__WRITTEN PROBLEM__:
Could you repeat every row below word for word, leaving out the pictures?
++++++++
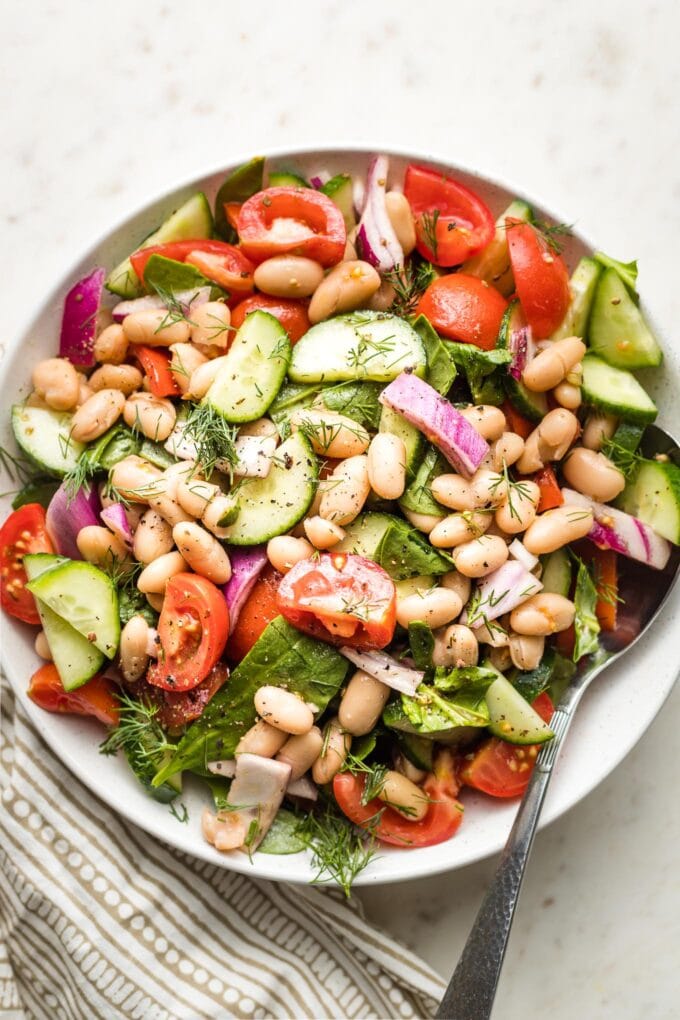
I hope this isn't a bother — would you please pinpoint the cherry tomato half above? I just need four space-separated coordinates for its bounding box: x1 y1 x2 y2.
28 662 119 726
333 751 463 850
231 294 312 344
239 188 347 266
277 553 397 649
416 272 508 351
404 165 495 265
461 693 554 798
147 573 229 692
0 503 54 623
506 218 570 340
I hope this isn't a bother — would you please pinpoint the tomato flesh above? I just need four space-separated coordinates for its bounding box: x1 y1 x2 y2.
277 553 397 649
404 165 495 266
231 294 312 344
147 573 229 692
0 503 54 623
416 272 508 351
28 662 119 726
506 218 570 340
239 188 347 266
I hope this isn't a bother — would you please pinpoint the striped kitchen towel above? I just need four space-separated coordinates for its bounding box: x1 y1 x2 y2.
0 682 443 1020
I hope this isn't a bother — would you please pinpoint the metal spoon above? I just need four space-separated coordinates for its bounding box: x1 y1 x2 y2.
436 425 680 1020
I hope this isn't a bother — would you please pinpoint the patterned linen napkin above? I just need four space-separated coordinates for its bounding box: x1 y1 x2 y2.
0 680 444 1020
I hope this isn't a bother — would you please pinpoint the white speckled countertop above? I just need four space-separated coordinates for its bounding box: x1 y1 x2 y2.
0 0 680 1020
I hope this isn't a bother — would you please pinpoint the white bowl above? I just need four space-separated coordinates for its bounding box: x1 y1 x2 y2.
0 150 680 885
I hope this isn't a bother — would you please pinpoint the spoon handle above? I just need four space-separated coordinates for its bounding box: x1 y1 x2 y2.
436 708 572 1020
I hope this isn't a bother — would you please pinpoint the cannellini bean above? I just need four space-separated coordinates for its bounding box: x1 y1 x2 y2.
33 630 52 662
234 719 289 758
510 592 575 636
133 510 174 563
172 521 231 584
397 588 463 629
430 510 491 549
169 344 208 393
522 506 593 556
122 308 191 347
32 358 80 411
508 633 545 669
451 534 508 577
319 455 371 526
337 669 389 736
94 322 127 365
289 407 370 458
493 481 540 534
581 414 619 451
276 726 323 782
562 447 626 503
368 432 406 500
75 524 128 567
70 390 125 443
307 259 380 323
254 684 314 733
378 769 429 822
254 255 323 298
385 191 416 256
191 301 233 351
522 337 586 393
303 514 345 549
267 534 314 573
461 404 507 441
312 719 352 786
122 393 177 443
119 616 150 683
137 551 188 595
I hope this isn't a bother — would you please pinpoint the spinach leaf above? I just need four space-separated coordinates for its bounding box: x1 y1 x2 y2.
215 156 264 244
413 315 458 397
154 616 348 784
++++++++
__RESULT OF THIS EXERCISE__:
I hope this isn't a bother — would you please pinpoint the cherry tomato half above? I just need four space-separated coordinates for its bounding box: x1 y1 x2 y2.
28 662 119 726
333 751 463 850
231 294 312 344
239 188 347 266
277 553 397 649
416 272 508 351
404 165 495 265
461 693 554 798
147 573 229 692
0 503 54 623
506 218 570 340
I hope this isn't a bother — would you please pinpoint the tomato flesh above? I just need four space-separated coordinates for its bounding box: x1 y1 x2 y2.
277 553 397 649
404 165 495 266
231 294 312 344
147 573 229 692
0 503 54 623
416 272 508 351
28 662 119 726
506 218 570 340
239 188 347 266
I hope this isn't a bother — would you please pinpoint the striped kitchen towel above? I just need four space-separated coordinates for its bounding box: x1 y1 x2 y2.
0 682 443 1020
I hope this isn't a bother — would you please pinpoint the metal spoon above? I just need four space-separated coordinates for its bounding box: x1 y1 x2 y2.
436 425 680 1020
I hope this isn't a bother — would you please pinpoint the patterned linen napkin above? I just need four space-separated coordinates for its bounding box: x1 y1 x2 y2.
0 680 444 1020
I hope this isn't a bother — would you please pinpoint the white speckled countertop above? I just need four space-separated coordinates for its bounding box: x1 y1 x2 y2.
0 0 680 1020
I hope this isn't a bother — would you please pinpoint the white bowl above? I just need four space-separated coordinates for its bounding box: x1 y1 x2 y2.
0 150 680 885
I hope this isn't a bother — would you please pinpoint the spoon handle above? I just need four space-separated coordinates for its bounding box: x1 y1 x2 y2.
436 708 572 1020
I hope this isn't a bother — would you please pinpoint the cannellini bean above? I just need four space-separated coordinates for its bounding box: x1 y1 x2 y2.
33 630 52 662
234 719 289 758
510 592 575 636
133 510 174 563
172 521 231 584
397 588 463 629
430 510 491 549
169 344 208 393
522 506 593 556
122 308 191 347
32 358 80 411
508 633 545 669
451 534 508 577
319 455 371 526
337 669 389 736
94 322 127 365
289 407 370 458
493 481 540 534
581 414 619 451
276 726 323 782
562 447 626 503
368 432 406 500
75 524 128 567
70 390 125 443
307 259 380 323
254 684 314 733
378 769 429 822
254 255 323 298
385 191 416 256
191 301 233 351
522 337 586 393
303 514 345 549
267 534 314 573
461 404 507 441
312 719 352 786
122 393 177 443
119 616 150 683
137 551 188 595
I hope this isn't a bother — would you please pinpoint the spinach leaf above? I just need four space-separated coordinates for its bounding box: x1 y1 x2 y2.
215 156 264 244
413 315 458 397
154 616 348 784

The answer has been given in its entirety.